Texto seleccionado
* * *

Supo que como artista, como escritor, como persona de una sensibilidad y una agudeza tan singulares, no podía escapar de esa suerte y desgracia: la de no saberse un rostro en la masa de lo común.

A diferencia de lo que podrían ensayar otros autores, tal demarcación no opera en él como un acto de soberbia, antes bien, lo obliga a regresar pesarosamente a su oficio, a sabiendas de que cada pena, decepción, alegría, anécdota o anhelo tendrá que convertirse en una página, en un puñado de palabras que justifica su existencia ante los demás rostros de su tiempo.

Por ello, si recorremos lo que escribió desde sus primeros esbozos hasta los manuscritos editados póstumamente, puede comprobarse de qué modo se va difuminando lo literario en lo vivencial. Piñera es un autor que se confiesa constantemente, que quiere ser “él”, Piñera, en tanto persona y personaje, el centro de lo que percibimos al leer sus párrafos o sus versos. Pero no hay que ser ingenuo: lo hace a través de un constante juego de máscaras, de la búsqueda de un doble al que hacer padecer en efigie lo que su cuerpo sueña o desprecia, lo convierte y nos convierte en un espejo que tendrá que reaccionar ante sus pesadillas más sublimes o macabras. Y más, supo que desde la amargura y el escepticismo podía extraer de tal fatalidad un signo provechoso para el futuro en que imaginaba a sus lectores. A los lectores de Piñera que somos, ahora, nosotros.

En ese apartamiento, Piñera encuentra las fórmulas de su marginalidad. Lo hace desde el arranque mismo de su obra, y al final de su existencia, el Destino se habrá cumplido en un ciclo cerrado, a la manera de los que él imponía a los personajes de sus mejores cuentos y obras teatrales. Si en esos momentos iniciales ser diferente es una decisión de estilo, una norma a la que se apega para convertirse en el crítico implacable, dueño de un verbo frío y filoso, como lo ve Cintio Vitier; la década de los 70 lo despide como sombra en vida, muerto civil que bajo los recelos de ese instante, se ha afantasmado del mismo modo que algunas de sus propias invenciones. Va perdiendo partes (su rol como figura pública, su voz en tanto intelectual, su poderío como dramaturgo representado), y acaba reducido a un oscuro traductor que tiene que hablar con la garganta e idiomas de otros: un húngaro, un vietnamita, un escritor africano.

Puede decirse que toda su existencia fue una especie de training para esa suerte de nirvana à rebours, pasando por períodos en los que fue también discutido, negado, censurado, alejado del canon por aquellos que se creían en la misión o la capacidad de establecerlo.

* * *

Qué hacer
Escribe lo que sigue al texto sobre la marginalidad de Piñera, empezando después de su última oración. Las líneas siguientes son material aparte y no guardan relación con el texto.

* * *

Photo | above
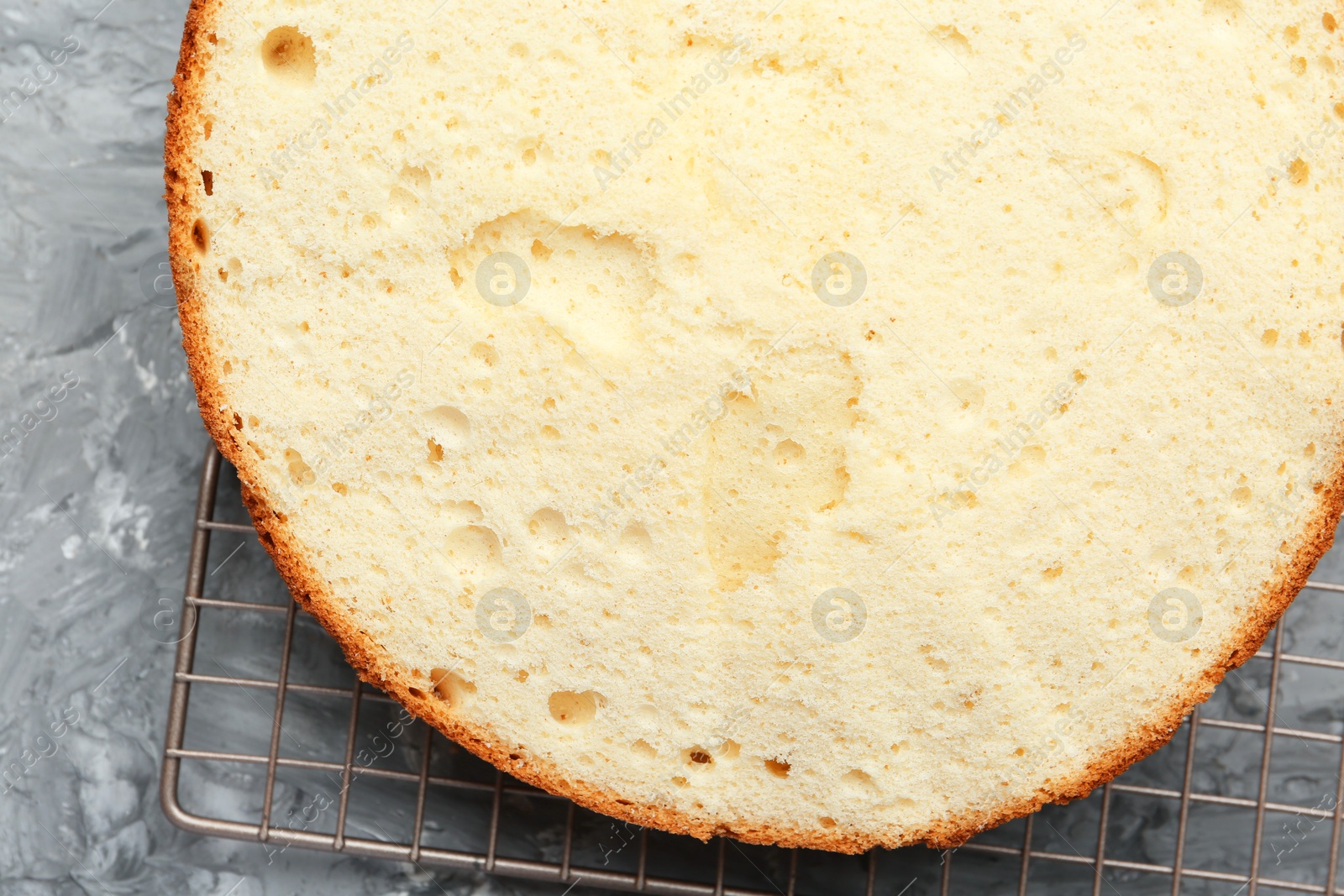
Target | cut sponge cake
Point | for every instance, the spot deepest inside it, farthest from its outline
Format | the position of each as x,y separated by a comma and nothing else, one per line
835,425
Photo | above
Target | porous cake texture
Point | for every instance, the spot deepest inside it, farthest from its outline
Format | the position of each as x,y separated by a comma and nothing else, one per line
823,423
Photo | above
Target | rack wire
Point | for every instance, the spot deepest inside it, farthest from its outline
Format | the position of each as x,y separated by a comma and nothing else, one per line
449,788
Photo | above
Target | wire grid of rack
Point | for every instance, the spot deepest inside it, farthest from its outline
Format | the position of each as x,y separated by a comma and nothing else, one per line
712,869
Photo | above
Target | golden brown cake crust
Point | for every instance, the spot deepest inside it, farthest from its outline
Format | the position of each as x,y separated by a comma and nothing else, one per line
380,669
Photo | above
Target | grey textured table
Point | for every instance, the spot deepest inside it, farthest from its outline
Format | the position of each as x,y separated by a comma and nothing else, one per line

* * *

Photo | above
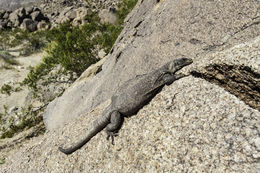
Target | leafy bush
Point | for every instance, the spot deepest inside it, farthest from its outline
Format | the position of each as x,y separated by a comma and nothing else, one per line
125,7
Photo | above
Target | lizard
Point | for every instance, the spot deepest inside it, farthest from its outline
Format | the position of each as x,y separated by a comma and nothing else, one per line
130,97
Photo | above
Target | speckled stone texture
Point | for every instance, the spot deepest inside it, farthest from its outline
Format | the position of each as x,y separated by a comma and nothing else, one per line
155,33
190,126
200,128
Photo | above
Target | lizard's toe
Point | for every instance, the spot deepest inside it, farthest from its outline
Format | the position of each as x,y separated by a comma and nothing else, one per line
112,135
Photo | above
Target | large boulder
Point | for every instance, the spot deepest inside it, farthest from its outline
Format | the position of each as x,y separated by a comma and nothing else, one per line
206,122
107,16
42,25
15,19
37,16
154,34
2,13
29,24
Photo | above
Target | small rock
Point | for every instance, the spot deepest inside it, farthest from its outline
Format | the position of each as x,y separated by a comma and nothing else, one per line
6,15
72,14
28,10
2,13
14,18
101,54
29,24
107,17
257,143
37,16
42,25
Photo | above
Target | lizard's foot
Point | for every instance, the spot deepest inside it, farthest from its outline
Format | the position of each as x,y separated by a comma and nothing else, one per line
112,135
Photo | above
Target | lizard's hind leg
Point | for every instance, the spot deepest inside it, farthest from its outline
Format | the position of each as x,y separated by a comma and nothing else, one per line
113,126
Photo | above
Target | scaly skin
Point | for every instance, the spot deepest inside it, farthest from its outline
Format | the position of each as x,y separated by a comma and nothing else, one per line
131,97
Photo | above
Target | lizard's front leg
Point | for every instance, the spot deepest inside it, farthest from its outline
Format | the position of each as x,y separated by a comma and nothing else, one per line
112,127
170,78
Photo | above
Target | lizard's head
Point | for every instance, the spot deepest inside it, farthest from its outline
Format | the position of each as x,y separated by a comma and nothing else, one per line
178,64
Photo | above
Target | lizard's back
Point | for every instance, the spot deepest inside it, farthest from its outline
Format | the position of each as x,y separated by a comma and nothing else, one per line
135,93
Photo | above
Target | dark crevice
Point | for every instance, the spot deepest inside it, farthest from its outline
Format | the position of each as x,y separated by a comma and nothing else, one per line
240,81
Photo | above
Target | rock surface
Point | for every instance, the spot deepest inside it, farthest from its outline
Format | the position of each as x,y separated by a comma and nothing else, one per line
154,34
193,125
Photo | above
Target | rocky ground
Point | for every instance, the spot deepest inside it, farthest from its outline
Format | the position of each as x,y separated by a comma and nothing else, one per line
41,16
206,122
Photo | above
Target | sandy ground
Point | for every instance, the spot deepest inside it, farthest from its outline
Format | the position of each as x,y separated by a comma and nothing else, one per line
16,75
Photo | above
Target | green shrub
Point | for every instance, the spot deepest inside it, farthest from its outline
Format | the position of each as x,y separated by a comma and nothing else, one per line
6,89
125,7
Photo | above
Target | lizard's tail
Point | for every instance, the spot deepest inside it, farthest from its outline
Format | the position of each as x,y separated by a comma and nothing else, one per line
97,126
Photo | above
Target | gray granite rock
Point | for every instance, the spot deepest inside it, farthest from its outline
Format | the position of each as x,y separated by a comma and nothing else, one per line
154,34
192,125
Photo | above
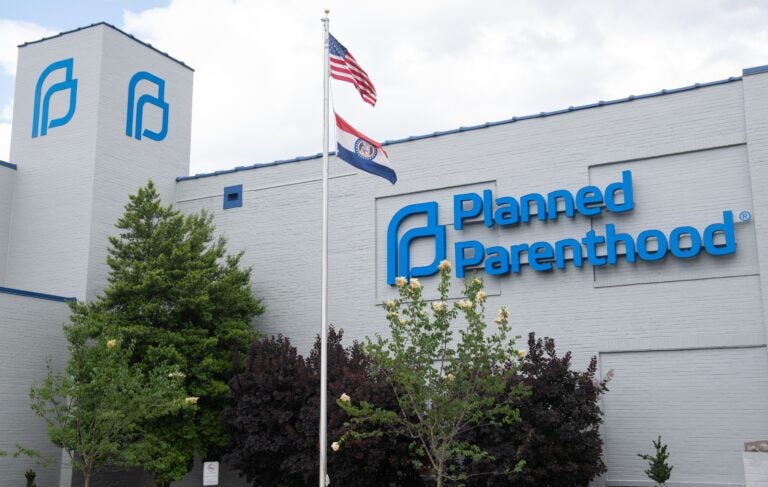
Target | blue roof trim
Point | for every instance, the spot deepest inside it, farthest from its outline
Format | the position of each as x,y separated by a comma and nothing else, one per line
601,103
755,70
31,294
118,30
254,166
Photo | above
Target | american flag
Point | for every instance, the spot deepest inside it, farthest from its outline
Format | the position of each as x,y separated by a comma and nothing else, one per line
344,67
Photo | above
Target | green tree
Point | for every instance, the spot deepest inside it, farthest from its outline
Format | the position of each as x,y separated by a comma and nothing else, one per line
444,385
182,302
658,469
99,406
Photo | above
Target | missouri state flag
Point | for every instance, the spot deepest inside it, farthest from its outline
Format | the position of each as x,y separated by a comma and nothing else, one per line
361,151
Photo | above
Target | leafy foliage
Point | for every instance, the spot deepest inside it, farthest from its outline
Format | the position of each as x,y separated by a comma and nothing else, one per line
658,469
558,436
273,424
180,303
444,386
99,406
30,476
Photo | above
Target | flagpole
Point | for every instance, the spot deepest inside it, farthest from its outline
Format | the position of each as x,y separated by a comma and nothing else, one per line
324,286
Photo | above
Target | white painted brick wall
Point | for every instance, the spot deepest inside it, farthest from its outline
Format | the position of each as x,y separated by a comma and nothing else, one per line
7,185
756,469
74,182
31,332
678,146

* * *

Resultado
Se impuso a tales cosas desde una conciencia ética, lo cual en esos mismos ámbitos lo destacaba aún más. La honestidad fue el espejo en el que se miró para hallar las muecas y los estertores que sacuden de vez en vez a quien lo lee, porque como pocos escritores cubanos supo encontrar en esos juegos de silenciamiento una mayor razón para su terquedad, para ejercitar sus resistencias.

Alzó broncas literarias con la misma intensidad con la que proclamó chismes, enredos, bretes y chanchullos desde ese papel de agitador, “loca negadora” dirían algunos con el máximo desdén. Pagó tales arrebatos con prohibiciones, estampidas, salidas teatrales a tono con el aria di bravura que fue para él la defensa de lo literario como una verdad intachable y que entonaba ante ese pequeño mundo literario cubano al que miró siempre con escepticismo, listo para asestar un golpe de sarcasmo allí donde creía ver laureles dormidos, pompas fáciles: la oreja de lo provinciano asomando en festines de juego floral, en los que un poema como “La isla en peso” no obtendría el premio nunca por atreverse a recordarnos la elementalidad que somos, aun, en este país que tantas décadas y conflictos y traumas posteriores a aquel 1943 en el que vio la luz ese poema extraordinario, seguimos dependiendo de un concepto demasiado romántico de lo que creemos ser, y faltan aún proyectos de suficiente solidez como para que, despertando de ese sueño, hallemos el País que tras esa ilusión verdaderamente nos corresponde fundar y asegurar en términos progresivos.

Oponiéndose a ese ideal de Nación que imaginaban nuestros próceres, nuestras figuras patrias: Varela, Martí, los pensadores del XIX y los polemistas y pedagogos de inicios del siglo XX, Piñera despliega su maniobra desacralizadora, porque intuía, para decirlo rápido y mal, que el cubano aún piensa más con el cuerpo que con sus ideas o sus ideales, y que las urgencias primarias son todavía entre nosotros más poderosas que las grandes proclamas que en tono mesiánico pretenden guiarnos a ser un ejemplo tan cristalizado. Esa tensión entre el espíritu y las fuerzas del cuerpo se dejan ver a lo largo de toda su obra, sostiene La carne de René, su más lograda novela, o en numerosas piezas teatrales donde los personajes luchan físicamente entre sí, como en Una caja de zapatos vacía, o niegan ser el que han dicho ser, como en Falsa alarma o Los siervos para acabar convirtiéndose en los opuestos que negaban, como en El flaco y el gordo o La niñita querida. O se fingen muertos, en Dos viejos pánicos, para pretender burlar la vida y sobre todo las consecuencias del hecho siempre complicado de actuar la Vida.

Piñera nos dice que es imposible eludir las consecuencias, nos recuerda que vamos cometiendo un acto tras otro y que eso desencadenará otros, contaminándonos, haciéndonos prisioneros de tales consecuencias. Y si esos actos han sido dictados por la hipocresía y la doble moral, terminaremos siendo víctimas de nuestras propias convicciones y cobardías, siendo responsables de un Destino en el que ningún Dios interviene. Porque tal vez no haya Dios, dice Piñera. Aunque lo dice desde la cultura, lo cual es siempre una posibilidad engañosa.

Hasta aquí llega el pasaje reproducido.